▶ [Exercise prompt] Copy out the lines in the records below, beginning with the one containing "Exercise. Mark every instance of the dirt" and ending with the one containing "pixel 1234 707", both included.

▶ [Given data]

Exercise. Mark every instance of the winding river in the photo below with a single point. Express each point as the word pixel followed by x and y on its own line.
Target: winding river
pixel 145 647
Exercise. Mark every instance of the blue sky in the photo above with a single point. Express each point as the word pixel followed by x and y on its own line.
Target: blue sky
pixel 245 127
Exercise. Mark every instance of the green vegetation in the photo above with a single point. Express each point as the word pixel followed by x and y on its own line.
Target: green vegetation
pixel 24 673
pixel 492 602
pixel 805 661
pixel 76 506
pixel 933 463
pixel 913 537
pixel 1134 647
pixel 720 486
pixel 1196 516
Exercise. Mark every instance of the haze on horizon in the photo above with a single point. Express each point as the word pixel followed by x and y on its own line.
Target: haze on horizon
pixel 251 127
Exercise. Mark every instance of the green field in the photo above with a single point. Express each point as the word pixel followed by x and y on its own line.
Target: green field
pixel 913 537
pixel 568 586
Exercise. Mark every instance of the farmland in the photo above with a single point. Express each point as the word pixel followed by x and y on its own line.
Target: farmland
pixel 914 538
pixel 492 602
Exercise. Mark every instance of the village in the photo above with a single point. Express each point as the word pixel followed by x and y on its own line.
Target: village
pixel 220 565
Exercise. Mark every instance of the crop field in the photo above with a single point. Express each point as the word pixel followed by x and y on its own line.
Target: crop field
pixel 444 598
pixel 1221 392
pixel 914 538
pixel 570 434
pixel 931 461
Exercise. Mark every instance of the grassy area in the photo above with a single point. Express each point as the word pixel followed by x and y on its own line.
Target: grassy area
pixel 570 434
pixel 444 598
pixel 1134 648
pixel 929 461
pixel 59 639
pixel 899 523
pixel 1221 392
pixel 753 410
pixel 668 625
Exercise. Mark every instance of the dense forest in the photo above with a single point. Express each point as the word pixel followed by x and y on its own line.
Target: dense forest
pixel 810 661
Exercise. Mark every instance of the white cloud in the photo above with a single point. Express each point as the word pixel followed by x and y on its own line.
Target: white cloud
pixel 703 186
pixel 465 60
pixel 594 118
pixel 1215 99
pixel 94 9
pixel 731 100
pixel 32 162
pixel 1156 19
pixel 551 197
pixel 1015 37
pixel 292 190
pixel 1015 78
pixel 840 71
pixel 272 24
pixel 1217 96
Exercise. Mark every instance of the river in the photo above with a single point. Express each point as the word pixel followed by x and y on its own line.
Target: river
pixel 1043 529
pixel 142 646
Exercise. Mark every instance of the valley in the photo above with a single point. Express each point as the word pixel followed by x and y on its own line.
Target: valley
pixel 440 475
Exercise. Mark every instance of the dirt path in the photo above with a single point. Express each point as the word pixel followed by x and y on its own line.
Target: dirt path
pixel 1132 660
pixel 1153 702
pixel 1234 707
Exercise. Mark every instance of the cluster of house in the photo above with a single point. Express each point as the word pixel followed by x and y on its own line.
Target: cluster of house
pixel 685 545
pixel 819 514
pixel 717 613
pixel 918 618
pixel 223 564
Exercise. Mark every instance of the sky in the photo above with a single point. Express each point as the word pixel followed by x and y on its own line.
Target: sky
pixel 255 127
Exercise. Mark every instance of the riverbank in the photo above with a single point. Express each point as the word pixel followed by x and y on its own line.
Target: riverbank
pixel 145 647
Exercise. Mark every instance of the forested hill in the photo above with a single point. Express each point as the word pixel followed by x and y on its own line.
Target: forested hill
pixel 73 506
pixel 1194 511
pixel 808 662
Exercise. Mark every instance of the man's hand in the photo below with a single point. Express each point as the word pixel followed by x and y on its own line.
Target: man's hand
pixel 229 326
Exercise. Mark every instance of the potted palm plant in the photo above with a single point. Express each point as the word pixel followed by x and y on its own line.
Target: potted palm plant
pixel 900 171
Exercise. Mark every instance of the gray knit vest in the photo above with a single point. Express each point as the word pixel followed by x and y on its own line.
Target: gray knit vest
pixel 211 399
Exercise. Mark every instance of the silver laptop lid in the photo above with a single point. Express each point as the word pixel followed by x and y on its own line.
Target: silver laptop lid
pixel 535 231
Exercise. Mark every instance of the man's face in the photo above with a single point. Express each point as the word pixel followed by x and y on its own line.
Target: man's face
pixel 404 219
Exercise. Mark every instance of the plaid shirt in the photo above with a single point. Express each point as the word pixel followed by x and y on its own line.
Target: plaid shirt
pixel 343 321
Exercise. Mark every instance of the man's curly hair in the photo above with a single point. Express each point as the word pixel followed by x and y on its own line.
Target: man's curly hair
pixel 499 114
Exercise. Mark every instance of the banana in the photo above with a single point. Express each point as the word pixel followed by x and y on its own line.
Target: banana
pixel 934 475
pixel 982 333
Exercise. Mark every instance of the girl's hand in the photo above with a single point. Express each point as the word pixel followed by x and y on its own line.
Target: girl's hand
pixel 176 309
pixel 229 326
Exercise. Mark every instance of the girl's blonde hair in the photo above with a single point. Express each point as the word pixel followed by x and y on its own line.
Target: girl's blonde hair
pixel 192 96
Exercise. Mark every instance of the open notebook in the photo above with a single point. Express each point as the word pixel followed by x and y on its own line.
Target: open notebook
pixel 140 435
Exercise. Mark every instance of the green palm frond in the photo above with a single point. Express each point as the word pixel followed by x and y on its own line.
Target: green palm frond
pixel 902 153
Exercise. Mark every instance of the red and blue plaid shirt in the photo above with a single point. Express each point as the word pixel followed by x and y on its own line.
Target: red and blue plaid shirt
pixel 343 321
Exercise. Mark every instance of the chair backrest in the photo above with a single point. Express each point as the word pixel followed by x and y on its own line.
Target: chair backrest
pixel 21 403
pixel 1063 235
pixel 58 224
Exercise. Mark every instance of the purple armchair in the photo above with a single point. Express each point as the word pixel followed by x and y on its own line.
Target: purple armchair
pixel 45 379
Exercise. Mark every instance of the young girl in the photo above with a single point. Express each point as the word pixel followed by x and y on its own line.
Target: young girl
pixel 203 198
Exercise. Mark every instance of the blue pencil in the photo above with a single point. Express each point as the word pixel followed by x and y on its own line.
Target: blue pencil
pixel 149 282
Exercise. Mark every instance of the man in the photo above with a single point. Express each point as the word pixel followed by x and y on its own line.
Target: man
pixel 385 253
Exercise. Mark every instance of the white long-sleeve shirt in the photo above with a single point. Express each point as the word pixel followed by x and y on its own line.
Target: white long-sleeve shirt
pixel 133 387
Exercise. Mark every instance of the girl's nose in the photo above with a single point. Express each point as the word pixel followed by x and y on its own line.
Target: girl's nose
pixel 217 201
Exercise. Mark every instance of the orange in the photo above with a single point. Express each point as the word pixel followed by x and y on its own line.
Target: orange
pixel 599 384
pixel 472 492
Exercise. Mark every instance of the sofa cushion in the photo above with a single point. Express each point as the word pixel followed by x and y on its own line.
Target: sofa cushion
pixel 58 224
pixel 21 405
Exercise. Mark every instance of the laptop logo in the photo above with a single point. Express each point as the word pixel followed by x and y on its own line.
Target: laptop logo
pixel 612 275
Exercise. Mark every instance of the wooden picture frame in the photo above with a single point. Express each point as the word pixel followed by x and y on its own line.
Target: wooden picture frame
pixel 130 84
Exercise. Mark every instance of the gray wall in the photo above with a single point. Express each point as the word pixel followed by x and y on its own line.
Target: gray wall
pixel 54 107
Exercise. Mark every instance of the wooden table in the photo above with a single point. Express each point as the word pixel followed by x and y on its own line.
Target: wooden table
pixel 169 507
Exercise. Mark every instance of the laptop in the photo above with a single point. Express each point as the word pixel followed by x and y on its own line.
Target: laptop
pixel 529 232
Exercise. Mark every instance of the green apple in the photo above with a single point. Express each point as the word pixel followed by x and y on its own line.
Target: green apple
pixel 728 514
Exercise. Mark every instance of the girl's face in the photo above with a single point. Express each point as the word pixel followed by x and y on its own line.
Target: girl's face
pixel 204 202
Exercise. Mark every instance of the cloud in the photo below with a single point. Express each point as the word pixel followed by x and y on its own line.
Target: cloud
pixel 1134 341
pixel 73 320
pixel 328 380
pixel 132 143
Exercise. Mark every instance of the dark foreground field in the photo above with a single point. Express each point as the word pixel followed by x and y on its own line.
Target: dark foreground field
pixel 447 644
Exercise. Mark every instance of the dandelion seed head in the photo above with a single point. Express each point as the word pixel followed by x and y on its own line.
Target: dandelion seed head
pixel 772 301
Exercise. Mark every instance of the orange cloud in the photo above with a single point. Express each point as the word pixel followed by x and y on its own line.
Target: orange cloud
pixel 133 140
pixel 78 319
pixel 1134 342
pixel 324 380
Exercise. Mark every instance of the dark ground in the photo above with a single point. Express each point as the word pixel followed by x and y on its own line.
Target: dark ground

▶ [Completed exercise]
Exercise. Mark every instance of the dirt path in the photo above with a single point. Express each point as the word pixel followed by x and y on its own line.
Target: dirt path
pixel 1132 660
pixel 1153 702
pixel 1234 707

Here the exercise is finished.